- Istruzioni e requisiti
Riproduci fedelmente, dal testo sui riferimenti letterari, il tratto che si apre con le parole contenenti "Ma c’è anche" e si chiude con "e un omaggio.".

───── Testo riportato

Ma c’è anche chi trova altri punti di riferimento: l’identificazione romanzesca nello scrittore e nei suoi personaggi (e si va da Cervantes, a Kafka, a Joyce), la classicità di un Goethe, le riflessioni sulla scrittura di uno Jabès, un certo filone della letteratura di lingua inglese contemporanea, solo per citare alla rinfusa alcuni centri d’attenzione. Ancora un tradimento, che è insieme un atto d’amore e un omaggio.

──────────
───── Materiale estratto

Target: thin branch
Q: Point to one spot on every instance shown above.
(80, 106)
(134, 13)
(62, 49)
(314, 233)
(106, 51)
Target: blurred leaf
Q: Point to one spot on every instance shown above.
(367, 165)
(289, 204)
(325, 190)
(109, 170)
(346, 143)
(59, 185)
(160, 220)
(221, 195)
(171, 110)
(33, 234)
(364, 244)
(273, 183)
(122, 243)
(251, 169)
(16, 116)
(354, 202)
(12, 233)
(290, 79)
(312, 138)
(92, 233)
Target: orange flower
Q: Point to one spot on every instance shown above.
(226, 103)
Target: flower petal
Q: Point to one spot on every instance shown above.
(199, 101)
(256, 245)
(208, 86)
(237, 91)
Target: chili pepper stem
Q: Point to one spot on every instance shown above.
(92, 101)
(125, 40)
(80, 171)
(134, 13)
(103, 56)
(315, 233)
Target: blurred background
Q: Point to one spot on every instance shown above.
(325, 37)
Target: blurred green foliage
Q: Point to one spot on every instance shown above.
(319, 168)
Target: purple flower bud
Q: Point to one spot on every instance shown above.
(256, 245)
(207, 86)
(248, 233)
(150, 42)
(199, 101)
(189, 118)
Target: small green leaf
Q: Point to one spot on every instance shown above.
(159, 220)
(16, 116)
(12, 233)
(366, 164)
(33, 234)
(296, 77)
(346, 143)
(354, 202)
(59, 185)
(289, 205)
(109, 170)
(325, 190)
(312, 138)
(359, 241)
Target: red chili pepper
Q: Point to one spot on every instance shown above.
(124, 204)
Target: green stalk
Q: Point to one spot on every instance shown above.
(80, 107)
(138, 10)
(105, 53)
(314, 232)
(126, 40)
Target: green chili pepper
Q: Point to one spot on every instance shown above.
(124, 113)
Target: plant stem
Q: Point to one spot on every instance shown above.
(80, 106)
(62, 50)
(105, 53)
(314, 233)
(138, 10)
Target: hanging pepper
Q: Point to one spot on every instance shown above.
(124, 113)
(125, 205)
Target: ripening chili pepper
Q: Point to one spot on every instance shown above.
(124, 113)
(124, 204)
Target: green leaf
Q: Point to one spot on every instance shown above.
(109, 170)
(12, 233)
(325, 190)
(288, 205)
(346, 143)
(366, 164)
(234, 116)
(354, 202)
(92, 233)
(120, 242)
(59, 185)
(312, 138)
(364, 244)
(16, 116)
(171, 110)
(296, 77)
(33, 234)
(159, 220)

──────────

- Soluzione qui sotto
Ma c’è anche chi trova altri punti di riferimento: l’identificazione romanzesca nello scrittore e nei suoi personaggi (e si va da Cervantes, a Kafka, a Joyce), la classicità di un Goethe, le riflessioni sulla scrittura di uno Jabès, un certo filone della letteratura di lingua inglese contemporanea, solo per citare alla rinfusa alcuni centri d’attenzione. Ancora un tradimento, che è insieme un atto d’amore e un omaggio.